_Recorded data_
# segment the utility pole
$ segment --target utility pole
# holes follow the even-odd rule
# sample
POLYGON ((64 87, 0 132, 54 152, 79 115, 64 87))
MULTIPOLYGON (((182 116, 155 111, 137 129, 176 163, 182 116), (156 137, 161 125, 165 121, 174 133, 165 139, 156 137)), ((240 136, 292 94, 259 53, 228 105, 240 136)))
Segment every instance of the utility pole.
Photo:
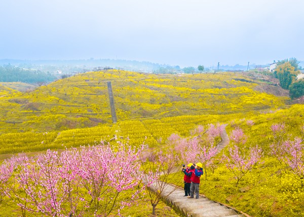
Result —
POLYGON ((115 106, 114 105, 114 96, 113 96, 113 91, 112 91, 112 85, 111 85, 110 81, 108 81, 107 83, 108 86, 108 91, 109 93, 109 98, 110 99, 112 121, 113 122, 113 124, 116 124, 117 122, 117 118, 116 117, 116 111, 115 111, 115 106))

_Exercise details_
Write out the records above word for word, omitting the picture.

_Full response_
# segment the utility pole
$ segment --target utility pole
# holes follow the even-odd rule
# sample
POLYGON ((64 87, 0 132, 54 152, 79 115, 64 87))
MULTIPOLYGON (((182 116, 155 111, 137 129, 176 163, 182 116), (156 137, 161 125, 165 121, 174 133, 165 139, 156 137)), ((240 136, 292 94, 259 53, 228 105, 240 136)))
Segment every instance of the utility pole.
Photo:
Result —
POLYGON ((115 106, 114 105, 114 96, 113 96, 113 91, 112 91, 112 85, 111 85, 110 81, 108 81, 107 83, 108 86, 108 91, 109 93, 109 98, 110 99, 112 121, 113 122, 113 124, 116 124, 117 122, 117 118, 116 117, 116 111, 115 111, 115 106))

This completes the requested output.